Business
New Retail Era
China is shaping the future of e-commerce, global consumption and supply chains
By Michael Zakkour  ·  2017-11-03  ·   Source: | NO. 45 NOVEMBER 9, 2017

Employees sort out parcels from China at a distribution center of Chile’s postal service Correos in the capital city Santiago on August 25. According to Correos, AliExpress, Alibaba’s global online marketplace for consumers to buy directly from China, has emerged as the leading source of exposure for Chinese businesses looking to sell their products to Chilean consumers (XINHUA)

On October 19, Alibaba Group officially launched its Global Shopping Festival with the announcement of three weeks' worth of special events, sales, and activities that will culminate with the 24-hour consumption frenzy on November 11, dubbed "Singles Day."

This year's festival will be the biggest, in terms of gross merchandise value, the number of companies participating and the number of shoppers taking part, since the festival's e-commerce launch in 2009.

We will see a much bigger O2O (online to offline) offering and Alibaba is expected to fully demonstrate the power of its ecosystem to serve participating merchants by boosting the number of sales, the value of each sale, and the geographic and demographic reach of the festival to new customers.

Last year, I predicted that Alibaba would "go tech," "go global" and "go glam" as a first step to building the "New Retail," making November 11 a global shopping holiday, and to harnessing the power of its ecosystem. All of these happened, while the festival produced $18 billion in gross merchandise value for the company.

This year Alibaba will make a statement to the world that they are now a global technology, retail, entertainment and supply chain company that is serious about building its own ecosystem and global trade model.

The bigger picture is how this Singles Day will be the coming out party for Chinese technologies, Chinese e-commerce and the New Retail model, the centerpiece of Jack Ma's vision for transforming the entire retail experience, from how companies and individuals make and sell products to how, where and why consumers shop.

Exercise directions - Reproduce word for word the part of the Singles Day article beginning with "The bigger picture" and ending after "why consumers shop.". The lines after this point aren't needed.

Collected data -
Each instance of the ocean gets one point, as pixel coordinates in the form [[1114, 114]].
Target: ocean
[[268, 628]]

Correct response -
The bigger picture is how this Singles Day will be the coming out party for Chinese technologies, Chinese e-commerce and the New Retail model, the centerpiece of Jack Ma's vision for transforming the entire retail experience, from how companies and individuals make and sell products to how, where and why consumers shop.